— start Listed entries —

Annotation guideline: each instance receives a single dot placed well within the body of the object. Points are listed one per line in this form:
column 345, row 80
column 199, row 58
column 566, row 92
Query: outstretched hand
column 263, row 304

— end Listed entries —

**What to produce**
Reproduce the material above verbatim, keeping every line and its order unchanged.

**Finished task**
Annotation guideline: each instance receives a single dot placed well within the body of the object. Points are listed one per line in this form:
column 345, row 80
column 199, row 58
column 566, row 92
Query: outstretched hand
column 263, row 304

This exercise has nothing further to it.